## Problem:
Reproduce the following rows without any change, from the first line through the line that contains "589, 607, 812, 726", including both of those lines.

## Provided records:

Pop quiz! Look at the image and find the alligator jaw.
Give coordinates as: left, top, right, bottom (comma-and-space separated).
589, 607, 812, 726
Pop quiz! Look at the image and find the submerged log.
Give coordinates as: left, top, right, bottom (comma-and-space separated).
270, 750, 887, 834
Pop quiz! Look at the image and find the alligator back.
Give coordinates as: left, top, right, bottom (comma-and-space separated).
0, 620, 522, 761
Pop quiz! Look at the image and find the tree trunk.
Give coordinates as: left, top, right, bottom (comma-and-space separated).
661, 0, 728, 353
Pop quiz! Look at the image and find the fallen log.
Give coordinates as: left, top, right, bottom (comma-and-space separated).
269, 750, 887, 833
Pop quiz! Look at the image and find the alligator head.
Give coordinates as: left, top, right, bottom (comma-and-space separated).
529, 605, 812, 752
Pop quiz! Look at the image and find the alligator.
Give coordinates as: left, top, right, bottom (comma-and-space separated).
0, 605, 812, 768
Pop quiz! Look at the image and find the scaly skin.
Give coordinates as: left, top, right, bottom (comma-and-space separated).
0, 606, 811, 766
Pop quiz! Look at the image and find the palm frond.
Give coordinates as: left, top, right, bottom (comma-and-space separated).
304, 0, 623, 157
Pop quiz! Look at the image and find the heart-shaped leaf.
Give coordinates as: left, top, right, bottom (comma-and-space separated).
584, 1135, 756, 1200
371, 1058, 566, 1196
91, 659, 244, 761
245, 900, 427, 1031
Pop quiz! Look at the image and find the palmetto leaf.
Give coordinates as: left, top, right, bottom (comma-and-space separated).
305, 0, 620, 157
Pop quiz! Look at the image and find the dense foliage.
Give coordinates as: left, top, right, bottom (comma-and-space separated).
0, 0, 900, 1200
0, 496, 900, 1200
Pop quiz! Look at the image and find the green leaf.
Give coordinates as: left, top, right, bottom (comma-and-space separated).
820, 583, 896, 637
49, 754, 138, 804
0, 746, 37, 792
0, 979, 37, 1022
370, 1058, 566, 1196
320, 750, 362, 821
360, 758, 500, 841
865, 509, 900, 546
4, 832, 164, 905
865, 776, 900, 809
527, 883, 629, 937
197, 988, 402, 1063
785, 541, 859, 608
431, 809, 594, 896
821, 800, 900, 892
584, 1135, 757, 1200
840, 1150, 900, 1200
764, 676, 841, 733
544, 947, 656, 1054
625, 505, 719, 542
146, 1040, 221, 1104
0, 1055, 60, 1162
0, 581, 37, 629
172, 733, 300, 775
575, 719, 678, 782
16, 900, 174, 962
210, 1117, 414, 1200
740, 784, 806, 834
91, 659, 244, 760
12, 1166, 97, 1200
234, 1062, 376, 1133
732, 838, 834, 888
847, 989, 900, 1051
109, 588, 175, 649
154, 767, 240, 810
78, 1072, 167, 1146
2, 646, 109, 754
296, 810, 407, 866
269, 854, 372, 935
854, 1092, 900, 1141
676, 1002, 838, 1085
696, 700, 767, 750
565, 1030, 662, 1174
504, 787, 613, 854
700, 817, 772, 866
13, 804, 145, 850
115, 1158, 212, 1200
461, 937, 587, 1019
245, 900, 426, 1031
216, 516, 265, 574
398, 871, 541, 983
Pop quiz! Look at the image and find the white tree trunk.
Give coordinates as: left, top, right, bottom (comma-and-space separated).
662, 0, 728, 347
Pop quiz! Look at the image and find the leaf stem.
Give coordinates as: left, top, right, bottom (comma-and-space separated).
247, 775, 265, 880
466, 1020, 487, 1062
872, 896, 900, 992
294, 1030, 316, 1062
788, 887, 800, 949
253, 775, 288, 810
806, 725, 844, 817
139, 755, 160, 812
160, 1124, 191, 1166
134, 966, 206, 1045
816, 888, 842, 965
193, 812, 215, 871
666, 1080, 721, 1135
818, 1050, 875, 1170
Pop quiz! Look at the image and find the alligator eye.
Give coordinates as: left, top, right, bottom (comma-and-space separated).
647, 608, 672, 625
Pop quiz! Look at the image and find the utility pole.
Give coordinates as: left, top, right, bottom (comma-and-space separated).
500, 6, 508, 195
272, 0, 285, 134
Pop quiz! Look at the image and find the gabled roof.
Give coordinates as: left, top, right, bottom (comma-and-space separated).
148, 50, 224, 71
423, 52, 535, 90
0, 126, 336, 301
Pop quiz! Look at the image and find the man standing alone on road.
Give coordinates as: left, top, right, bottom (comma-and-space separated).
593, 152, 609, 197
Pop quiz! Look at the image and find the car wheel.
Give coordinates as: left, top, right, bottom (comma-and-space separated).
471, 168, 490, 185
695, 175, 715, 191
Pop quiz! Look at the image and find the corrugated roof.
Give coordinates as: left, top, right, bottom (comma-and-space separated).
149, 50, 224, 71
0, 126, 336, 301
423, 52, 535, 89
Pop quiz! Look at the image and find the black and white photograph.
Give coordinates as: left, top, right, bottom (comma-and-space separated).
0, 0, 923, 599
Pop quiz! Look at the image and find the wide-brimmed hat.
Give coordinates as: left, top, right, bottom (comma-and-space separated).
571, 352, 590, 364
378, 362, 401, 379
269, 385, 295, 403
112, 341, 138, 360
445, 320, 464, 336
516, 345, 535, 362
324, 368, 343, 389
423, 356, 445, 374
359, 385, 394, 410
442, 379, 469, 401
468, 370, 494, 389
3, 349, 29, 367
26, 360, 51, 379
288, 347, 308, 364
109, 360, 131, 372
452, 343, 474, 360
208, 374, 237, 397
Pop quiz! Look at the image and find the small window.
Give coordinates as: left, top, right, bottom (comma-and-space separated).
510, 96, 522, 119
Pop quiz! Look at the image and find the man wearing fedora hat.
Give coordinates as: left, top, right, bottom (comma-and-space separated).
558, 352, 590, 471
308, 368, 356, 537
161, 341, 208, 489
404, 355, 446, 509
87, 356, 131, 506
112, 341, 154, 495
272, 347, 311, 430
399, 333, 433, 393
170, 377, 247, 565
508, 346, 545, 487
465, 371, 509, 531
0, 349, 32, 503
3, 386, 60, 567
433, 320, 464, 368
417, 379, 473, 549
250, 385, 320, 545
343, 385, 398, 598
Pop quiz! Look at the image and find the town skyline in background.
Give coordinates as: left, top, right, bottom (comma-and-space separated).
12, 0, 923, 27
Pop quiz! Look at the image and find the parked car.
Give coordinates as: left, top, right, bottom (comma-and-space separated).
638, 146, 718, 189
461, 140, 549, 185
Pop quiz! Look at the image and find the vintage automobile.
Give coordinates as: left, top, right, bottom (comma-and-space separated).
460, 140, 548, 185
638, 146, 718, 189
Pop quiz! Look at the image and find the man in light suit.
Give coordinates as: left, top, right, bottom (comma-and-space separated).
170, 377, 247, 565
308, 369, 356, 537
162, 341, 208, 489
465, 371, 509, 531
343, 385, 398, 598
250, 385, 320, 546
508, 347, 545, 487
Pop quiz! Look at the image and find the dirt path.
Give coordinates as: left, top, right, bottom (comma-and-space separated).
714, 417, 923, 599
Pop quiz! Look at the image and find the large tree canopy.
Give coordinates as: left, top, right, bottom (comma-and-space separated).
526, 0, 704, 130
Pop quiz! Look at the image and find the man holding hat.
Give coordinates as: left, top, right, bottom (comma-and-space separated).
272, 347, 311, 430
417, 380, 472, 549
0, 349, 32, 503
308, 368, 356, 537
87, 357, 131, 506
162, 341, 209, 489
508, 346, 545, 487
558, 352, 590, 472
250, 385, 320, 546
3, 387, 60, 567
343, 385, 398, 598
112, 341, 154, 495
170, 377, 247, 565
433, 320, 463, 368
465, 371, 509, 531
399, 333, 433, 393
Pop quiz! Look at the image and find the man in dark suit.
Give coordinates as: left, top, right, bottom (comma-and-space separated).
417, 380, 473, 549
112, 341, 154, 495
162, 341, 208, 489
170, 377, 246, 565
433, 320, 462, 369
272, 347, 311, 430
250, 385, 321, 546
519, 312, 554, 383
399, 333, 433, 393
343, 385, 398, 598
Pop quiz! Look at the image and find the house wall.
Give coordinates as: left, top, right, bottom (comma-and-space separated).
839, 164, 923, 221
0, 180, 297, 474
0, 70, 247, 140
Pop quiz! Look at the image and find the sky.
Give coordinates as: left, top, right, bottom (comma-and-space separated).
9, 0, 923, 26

## Problem solution:
Pop quiz! Look at the image and find the alligator jaw.
Give coordinates as: left, top, right, bottom (comma-and-space separated).
589, 607, 812, 726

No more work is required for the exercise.